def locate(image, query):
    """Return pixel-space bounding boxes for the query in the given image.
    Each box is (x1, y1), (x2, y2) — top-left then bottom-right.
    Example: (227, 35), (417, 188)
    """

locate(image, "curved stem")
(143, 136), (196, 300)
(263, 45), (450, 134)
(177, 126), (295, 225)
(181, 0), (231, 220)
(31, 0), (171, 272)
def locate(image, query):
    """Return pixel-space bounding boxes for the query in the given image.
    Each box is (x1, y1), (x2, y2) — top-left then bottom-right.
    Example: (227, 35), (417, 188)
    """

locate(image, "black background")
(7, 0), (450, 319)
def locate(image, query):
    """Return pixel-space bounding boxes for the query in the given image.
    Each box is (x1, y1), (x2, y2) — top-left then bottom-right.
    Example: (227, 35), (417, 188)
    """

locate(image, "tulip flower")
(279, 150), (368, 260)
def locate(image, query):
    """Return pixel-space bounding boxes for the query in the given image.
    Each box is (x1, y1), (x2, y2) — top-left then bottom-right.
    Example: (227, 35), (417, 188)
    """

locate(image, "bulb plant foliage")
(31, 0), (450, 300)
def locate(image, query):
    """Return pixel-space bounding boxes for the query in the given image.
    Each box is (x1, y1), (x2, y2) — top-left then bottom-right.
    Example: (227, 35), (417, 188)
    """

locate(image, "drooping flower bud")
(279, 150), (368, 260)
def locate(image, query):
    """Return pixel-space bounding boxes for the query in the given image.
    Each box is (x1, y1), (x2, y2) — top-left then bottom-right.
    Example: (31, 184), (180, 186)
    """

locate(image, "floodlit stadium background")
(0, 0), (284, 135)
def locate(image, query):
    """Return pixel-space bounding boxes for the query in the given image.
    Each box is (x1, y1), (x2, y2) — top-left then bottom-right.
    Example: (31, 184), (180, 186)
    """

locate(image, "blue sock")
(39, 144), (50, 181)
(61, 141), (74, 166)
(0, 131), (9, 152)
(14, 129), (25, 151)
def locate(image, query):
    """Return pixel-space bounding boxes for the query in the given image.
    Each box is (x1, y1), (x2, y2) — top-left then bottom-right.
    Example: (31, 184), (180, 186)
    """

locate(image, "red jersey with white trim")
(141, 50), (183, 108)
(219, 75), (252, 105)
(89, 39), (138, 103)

• Exercise: Reproduce the stretch of the listing above from its first line through the line containing "(0, 0), (284, 135)", unchanged.

• Problem solution:
def locate(image, query):
    """Return pixel-space bounding boxes for the query in the given image.
    Each box is (x1, y1), (x2, y2) — top-left then bottom-right.
    Example: (227, 35), (417, 188)
    """

locate(image, "curved stem")
(143, 136), (196, 300)
(263, 45), (450, 134)
(177, 126), (295, 225)
(181, 0), (231, 220)
(31, 0), (171, 272)
def locate(image, query):
    """Return pixel-space bounding boxes for the query in the given image.
    Each box is (x1, y1), (x2, y2) — top-left then bottom-right.
    Example: (227, 35), (417, 188)
    """

locate(image, "black background")
(7, 0), (450, 319)
def locate(image, query):
    """Return pixel-space bounding boxes for the query in the given image.
    Each box is (x1, y1), (x2, y2) — top-left then bottom-right.
    Example: (227, 35), (417, 188)
    """

locate(image, "tulip flower")
(279, 150), (368, 260)
def locate(image, query):
    """Return pixel-space bounding boxes for the query in the given image.
    Each box is (x1, y1), (x2, y2) — top-left then bottom-right.
    Example: (227, 35), (417, 188)
    """

locate(image, "bulb plant foliage")
(31, 0), (450, 300)
def locate(image, query):
    """Return pixel-space bounding boxes for the query in the given image.
    Each box is (x1, y1), (x2, y2) — top-left then bottom-right.
    Example: (227, 35), (417, 188)
    """

locate(image, "drooping flower bud")
(279, 150), (368, 260)
def locate(image, query):
    """Return pixel-space bounding boxes for the query in the given image.
    Each box is (x1, y1), (x2, y2) — top-left then bottom-right.
    Example: (31, 184), (180, 186)
    """

locate(image, "floodlit stadium background")
(0, 0), (284, 135)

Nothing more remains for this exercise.